Copy everything from the line containing "query: the noun phrase to segment: carved" down to the line containing "[[[77,146],[70,139],[42,139],[34,147],[35,158],[77,157]]]", leaving the pictures out of your answer.

Named region outline rows
####

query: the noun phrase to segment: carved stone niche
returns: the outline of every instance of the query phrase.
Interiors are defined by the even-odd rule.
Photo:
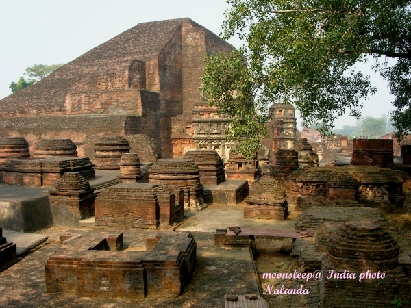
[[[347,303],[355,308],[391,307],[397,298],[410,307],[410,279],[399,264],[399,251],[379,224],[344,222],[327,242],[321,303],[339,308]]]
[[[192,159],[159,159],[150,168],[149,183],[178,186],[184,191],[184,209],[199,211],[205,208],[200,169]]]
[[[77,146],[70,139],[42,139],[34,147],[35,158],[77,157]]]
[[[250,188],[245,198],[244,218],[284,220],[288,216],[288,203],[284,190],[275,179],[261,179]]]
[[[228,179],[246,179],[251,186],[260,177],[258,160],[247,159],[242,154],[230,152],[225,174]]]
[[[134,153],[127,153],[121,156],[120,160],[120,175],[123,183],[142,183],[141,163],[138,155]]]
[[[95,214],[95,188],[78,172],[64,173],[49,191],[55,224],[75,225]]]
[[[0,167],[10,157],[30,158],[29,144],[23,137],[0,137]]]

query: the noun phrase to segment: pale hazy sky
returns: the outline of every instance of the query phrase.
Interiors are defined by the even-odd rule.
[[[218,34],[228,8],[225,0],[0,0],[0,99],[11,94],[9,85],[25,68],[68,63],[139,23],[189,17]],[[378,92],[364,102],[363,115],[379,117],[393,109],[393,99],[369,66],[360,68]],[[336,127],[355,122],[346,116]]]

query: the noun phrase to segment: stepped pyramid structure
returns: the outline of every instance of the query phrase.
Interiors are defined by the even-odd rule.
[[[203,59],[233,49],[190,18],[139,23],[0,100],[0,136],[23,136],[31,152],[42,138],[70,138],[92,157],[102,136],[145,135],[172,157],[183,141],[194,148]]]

####

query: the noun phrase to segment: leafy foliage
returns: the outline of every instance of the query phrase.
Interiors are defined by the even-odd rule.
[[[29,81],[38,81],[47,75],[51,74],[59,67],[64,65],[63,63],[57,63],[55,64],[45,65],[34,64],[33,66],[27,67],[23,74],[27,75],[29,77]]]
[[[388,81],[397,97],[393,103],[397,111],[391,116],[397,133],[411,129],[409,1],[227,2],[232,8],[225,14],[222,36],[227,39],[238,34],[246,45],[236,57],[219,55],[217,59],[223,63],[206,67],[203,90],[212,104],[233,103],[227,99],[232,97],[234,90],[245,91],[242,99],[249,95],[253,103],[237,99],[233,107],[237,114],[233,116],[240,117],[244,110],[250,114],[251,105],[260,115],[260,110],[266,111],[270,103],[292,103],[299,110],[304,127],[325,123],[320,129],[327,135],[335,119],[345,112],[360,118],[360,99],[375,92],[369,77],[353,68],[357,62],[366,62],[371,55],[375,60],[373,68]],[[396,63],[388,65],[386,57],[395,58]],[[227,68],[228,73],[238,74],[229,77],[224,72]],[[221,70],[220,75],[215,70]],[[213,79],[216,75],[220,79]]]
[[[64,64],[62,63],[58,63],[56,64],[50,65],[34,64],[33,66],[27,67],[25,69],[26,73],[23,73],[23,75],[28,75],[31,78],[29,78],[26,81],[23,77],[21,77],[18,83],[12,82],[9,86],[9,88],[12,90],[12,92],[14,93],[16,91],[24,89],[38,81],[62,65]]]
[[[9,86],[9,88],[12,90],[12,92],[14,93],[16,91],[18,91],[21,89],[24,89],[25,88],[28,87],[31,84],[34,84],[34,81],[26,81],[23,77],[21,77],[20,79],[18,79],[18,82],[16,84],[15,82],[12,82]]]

####

→ **Full output**:
query: the noun phrase to segment: carved stone niche
returns: the outline of every instance of the query phrase.
Interiors are defined by the even-odd rule.
Photo:
[[[347,303],[355,308],[391,307],[397,298],[410,307],[410,279],[399,264],[399,251],[379,224],[344,222],[327,242],[321,303],[339,308]]]
[[[192,159],[159,159],[150,168],[149,183],[178,186],[184,191],[184,209],[199,211],[205,208],[200,169]]]
[[[77,146],[70,139],[42,139],[34,147],[35,158],[77,157]]]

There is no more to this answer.